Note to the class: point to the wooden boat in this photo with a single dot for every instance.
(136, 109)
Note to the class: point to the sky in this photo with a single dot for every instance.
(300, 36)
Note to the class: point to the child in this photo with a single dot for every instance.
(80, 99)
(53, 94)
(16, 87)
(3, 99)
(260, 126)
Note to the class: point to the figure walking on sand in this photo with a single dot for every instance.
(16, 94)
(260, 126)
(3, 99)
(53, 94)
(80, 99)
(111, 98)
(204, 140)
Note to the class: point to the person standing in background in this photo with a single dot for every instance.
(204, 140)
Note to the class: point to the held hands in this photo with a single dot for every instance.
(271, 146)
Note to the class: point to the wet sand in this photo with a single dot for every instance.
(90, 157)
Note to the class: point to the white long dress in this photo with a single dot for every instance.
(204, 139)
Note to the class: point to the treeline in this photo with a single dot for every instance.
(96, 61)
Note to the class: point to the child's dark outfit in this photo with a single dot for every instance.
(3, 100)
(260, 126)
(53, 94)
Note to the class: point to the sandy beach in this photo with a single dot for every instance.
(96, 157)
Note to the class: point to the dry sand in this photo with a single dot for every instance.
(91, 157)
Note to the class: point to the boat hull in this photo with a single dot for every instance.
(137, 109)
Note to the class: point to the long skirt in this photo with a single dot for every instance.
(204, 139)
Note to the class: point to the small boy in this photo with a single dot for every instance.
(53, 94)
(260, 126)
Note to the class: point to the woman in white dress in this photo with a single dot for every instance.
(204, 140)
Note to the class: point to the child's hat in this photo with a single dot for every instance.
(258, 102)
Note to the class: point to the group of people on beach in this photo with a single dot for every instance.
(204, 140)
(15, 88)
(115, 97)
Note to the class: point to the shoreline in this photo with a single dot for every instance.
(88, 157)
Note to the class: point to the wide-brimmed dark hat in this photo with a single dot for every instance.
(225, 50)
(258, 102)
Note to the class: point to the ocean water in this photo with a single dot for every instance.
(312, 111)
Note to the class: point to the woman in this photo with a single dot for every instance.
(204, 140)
* * *
WHAT YOU NEED TO DO: Reproduce only the part of the records that opens with the line containing "Note to the class: point to the woman in this" and runs through the end of the records, both ends included, keeping the requests unchanged. Multiply every coordinate in the answers by 1.15, and round each result to the nearest whole number, with halves rounded up.

RESPONSE FOR THIS EXERCISE:
Note to the class: point to the woman in this photo with a single dot for every instance.
(235, 161)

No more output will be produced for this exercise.